§ Fragmento del texto
◆ ◆ ◆ ◆ ◆
Todos creyeron que era tiempo de finalizar la discusión que apenas empezaba pero amenazaba convertirse en una agria disputa También yo. Y como sucede entre gente educada al siguiente minuto todos departían amablemente sobre alguna cuestión intrascendente.
De manera distraída observé al anciano, que no volvió a emitir sonido. Pensaba realmente así o se trataba de una provocación, me pregunté. Sabía poco y nada de él: que no había trabajado en toda su vida y subsistía de manera holgada de las rentas que le proporcionaba la fortuna familiar en una provincia del norte, hacia donde huía durante los seis meses de más frío en Bariloche. Aquí pasaba los restantes meses del año, fugado del agobiante calor veraniego de aquella latitud.
Durante la reunión intenté descubrir si traslucía alguna pena por la ausencia reciente de su mujer, que definitivamente había perdido la cordura y reposaba en una cama del hospital zonal en el área de psiquiatría, sujetada por el chaleco químico. Sabía también que estrenaba una costosa camioneta cero kilómetro, que un rato antes admiré estacionada en el camino interno de la casa, bordeado de flores. Nada llevaba a suponer que estuviera atravesando una situación de pena por la ausencia de la esposa. Pensé que el hombre era un desalmado y que tal vez incluso estuviera dispuesto a que le aplicaran a la desvariada lo que preconizaba para los presos.
Su idea consistía en darle una utilidad a los pobladores de las cárceles. El tema de conversación había sido la creciente inseguridad en el país, matizado con los cada vez más frecuentes ejemplos cercanos y opinaba que los presos debían ser convertidos en reservorio de órganos para trasplantes. Proveedores de partes hasta que ya no pudieran sobrevivir. Así servirían para algo, dijo sin rubor. No había ironía en sus palabras. Apenas simple y llana brutalidad. Quedó al desnudo que tal vez, por lo menos, también él merecía estar atado a una cama, junto a su mujer.
◆ ◆ ◆ ◆ ◆
§ Consigna
Sigue escribiendo el relato sobre el anciano que quiere usar a los presos como fuente de órganos, justo después de su última oración.

§ Listado proporcionado
◆ ◆ ◆ ◆ ◆
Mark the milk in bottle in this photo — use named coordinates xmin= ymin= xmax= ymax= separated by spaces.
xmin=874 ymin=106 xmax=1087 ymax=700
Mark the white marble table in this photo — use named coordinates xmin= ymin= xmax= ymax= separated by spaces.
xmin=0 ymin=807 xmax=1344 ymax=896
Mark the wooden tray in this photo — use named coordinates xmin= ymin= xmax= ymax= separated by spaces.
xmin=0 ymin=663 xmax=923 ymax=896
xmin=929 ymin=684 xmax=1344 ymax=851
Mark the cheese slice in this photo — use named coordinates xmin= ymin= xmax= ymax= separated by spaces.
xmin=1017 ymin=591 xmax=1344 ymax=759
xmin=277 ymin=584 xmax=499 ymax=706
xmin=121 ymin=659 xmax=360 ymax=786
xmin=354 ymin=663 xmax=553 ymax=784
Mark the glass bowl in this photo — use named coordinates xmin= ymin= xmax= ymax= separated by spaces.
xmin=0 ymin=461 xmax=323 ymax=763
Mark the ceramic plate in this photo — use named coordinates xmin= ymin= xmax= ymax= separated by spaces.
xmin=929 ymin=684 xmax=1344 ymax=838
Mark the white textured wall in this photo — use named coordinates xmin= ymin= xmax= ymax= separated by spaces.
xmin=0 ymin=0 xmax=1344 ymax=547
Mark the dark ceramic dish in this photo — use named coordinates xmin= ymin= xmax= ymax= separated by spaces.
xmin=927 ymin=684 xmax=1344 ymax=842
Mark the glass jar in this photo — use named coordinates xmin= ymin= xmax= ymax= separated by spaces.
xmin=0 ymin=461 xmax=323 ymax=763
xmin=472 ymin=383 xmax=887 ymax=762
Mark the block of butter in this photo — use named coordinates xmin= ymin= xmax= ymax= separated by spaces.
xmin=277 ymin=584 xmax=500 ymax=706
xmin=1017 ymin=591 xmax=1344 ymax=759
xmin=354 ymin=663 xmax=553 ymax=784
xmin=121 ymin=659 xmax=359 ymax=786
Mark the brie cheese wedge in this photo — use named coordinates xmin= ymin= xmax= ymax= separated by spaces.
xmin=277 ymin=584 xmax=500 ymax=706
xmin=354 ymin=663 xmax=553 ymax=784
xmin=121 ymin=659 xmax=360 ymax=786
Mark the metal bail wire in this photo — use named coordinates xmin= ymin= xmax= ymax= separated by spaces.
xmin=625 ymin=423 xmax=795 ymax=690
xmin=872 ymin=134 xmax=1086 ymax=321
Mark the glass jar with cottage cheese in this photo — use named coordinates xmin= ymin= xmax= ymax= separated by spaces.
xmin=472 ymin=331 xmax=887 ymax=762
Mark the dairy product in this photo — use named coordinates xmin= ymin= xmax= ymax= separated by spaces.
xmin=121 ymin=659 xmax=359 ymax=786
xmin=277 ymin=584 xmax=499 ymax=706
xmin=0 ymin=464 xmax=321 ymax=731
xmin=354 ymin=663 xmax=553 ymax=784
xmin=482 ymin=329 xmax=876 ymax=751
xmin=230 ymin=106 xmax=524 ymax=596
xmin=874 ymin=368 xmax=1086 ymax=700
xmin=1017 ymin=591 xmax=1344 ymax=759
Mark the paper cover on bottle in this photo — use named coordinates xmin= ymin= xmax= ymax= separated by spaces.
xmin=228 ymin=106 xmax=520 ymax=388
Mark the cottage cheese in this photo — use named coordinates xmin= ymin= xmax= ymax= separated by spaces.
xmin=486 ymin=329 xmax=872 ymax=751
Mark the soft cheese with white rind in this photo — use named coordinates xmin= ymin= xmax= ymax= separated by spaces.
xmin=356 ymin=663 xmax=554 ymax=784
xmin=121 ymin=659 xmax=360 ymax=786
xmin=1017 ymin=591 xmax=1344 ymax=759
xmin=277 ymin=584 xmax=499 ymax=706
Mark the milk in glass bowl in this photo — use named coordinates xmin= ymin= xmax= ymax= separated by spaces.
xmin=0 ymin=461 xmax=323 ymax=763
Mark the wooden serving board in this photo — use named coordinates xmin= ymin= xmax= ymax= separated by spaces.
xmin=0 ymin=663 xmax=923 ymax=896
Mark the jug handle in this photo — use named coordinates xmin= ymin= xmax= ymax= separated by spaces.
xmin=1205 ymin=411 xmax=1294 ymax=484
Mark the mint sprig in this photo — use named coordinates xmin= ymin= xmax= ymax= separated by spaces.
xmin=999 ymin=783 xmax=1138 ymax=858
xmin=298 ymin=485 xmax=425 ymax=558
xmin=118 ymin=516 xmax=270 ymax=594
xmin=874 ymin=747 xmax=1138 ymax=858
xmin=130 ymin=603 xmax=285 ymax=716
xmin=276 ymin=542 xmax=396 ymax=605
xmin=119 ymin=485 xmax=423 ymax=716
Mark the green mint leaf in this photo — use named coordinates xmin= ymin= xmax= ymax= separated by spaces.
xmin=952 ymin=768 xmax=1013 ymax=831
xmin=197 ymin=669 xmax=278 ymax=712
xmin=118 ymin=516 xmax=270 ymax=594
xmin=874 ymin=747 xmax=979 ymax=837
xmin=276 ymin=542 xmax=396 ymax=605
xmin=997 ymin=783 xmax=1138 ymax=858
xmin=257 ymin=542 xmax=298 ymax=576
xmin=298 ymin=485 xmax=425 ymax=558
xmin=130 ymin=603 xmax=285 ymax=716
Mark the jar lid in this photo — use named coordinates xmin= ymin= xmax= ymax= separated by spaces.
◆ ◆ ◆ ◆ ◆
§ Resultado del ejercicio
Pasaron unos pocos años de aquella reunión, hasta que la lectura de una entrevista a Kazuo Ishiguro (*) lo volvió a mi memoria. Ishiguro es un notable escritor nipo-británico autor, entre otras obras, de Lo que resta del día, una novela que fue llevada al cine con la actuación de Anthony Hopkins y Emma Thompson. Me enteré ahí que su último libro publicado en 2005 (Nunca me abandones) planteaba una idea tan alarmante como aquella del mediodía navideño: un colegio de jóvenes “impecablemente” educados, con la particularidad de ser clones criados “para brindar partes de repuestos para los humanos que las necesiten”.
He visto algunas críticas del libro que despliegan elogios, pero las explicaciones literarias y sociológicas de Ishiguro sobre la trama de la novela no me conformaron.
Mi falta de atención a sus argumentos tal vez se debió a que quedé fijado en la idea de que en algún lugar, el anciano y el escritor, a pesar de sus biografías tan diferentes, compartían un mismo espacio de inhumanidad. Quién sabe, acaso el escritor albergue la misma inconfesable pretensión para los presos y en su novela la clonación sea apenas la excusa de una creatividad más elaborada. Ahora me invade el desconcierto. No sé si enaltecer la condición del anciano ocioso o desmerecer la del escritor reconocido.
Lo que alarma es que tal desvarío está rodando y quién sabe en alguna lejana latitud –tan distante como las de estos dos protagonistas- alguien esté dispuesto a llevarlo a cabo.